──────── GIVEN ENTRIES

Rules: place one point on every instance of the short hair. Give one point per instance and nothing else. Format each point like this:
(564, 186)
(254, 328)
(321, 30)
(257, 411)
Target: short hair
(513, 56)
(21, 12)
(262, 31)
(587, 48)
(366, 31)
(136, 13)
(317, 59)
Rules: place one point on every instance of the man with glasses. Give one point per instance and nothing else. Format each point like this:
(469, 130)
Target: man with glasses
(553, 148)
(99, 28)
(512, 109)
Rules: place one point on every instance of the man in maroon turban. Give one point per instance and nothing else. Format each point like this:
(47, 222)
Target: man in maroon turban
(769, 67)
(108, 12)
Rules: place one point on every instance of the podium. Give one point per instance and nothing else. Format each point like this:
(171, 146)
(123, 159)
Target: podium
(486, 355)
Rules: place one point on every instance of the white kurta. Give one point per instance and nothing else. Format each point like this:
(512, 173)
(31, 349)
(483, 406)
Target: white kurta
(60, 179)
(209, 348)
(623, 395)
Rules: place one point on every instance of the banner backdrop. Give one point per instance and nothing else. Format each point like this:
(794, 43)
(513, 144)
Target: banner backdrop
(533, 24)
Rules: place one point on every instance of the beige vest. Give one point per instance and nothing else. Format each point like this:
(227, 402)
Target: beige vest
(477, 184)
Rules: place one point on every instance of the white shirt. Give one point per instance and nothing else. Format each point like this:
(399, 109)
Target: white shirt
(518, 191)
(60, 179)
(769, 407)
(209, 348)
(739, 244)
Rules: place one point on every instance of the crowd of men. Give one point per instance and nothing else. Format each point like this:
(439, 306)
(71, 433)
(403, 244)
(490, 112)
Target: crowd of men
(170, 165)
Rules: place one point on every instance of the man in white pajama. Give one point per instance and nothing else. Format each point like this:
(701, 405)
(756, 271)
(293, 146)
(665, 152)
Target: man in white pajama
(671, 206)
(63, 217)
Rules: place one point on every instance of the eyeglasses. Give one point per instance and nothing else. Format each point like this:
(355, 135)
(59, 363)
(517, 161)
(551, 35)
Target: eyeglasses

────────────────

**TASK DETAILS**
Print every record exactly as it was given.

**SOLUTION TO THIS PROBLEM**
Rules: place one point on every instance of the short hair. Give one point per instance and nothing else. Format each point like this:
(564, 186)
(254, 328)
(321, 30)
(257, 411)
Target: short hair
(513, 56)
(21, 12)
(262, 31)
(587, 48)
(366, 31)
(136, 13)
(317, 59)
Rules: place one point on every instance of the man with glasses. Give one point per instance and nothing else. Format each point like this:
(469, 130)
Target: man with glasses
(553, 148)
(99, 28)
(512, 109)
Rules: place one point on every instance of the man in maroon turban. Give one point per instance and nothing else. Format each point like this:
(47, 222)
Target: man in maroon turban
(769, 67)
(108, 12)
Rules: place one point on every instance of the podium. Give one point per instance and nothing else. Format each point like this:
(171, 146)
(123, 159)
Target: podium
(486, 355)
Rules: place one point on every instance of the white kurta. Give one point per instance and nothing else. Format each point like this:
(512, 173)
(31, 349)
(483, 406)
Target: white kurta
(60, 179)
(209, 348)
(623, 395)
Rules: place one point on every instance of the banner backdrop. Give one point per instance and nothing else. Format each point like this:
(794, 43)
(513, 144)
Target: banner backdrop
(533, 24)
Rules: place one point on every instance of the beige vest. Give one point per instance and nothing else. Format each point like this:
(227, 402)
Target: beige vest
(477, 184)
Rules: place one point on every instance of the white shirt. Give one point per instance and nothing else. Format each point like this:
(399, 109)
Target: white shirt
(518, 191)
(60, 179)
(769, 407)
(209, 348)
(739, 244)
Rules: place one point on every instance of the crowd of men. Give one point per instance and nothing else. Format each point like this:
(439, 306)
(71, 433)
(403, 244)
(490, 112)
Target: crowd of men
(170, 165)
Rules: place one point on every instance of the man in white pajama. Give one point per instance and nothing else. Format each point like this:
(701, 405)
(756, 271)
(293, 146)
(665, 152)
Target: man in white pajama
(671, 206)
(63, 217)
Rules: place one point on every instance of the eyeglasses. Give one point per instance and nothing else. Format each point like this:
(355, 135)
(59, 363)
(517, 161)
(551, 35)
Target: eyeglasses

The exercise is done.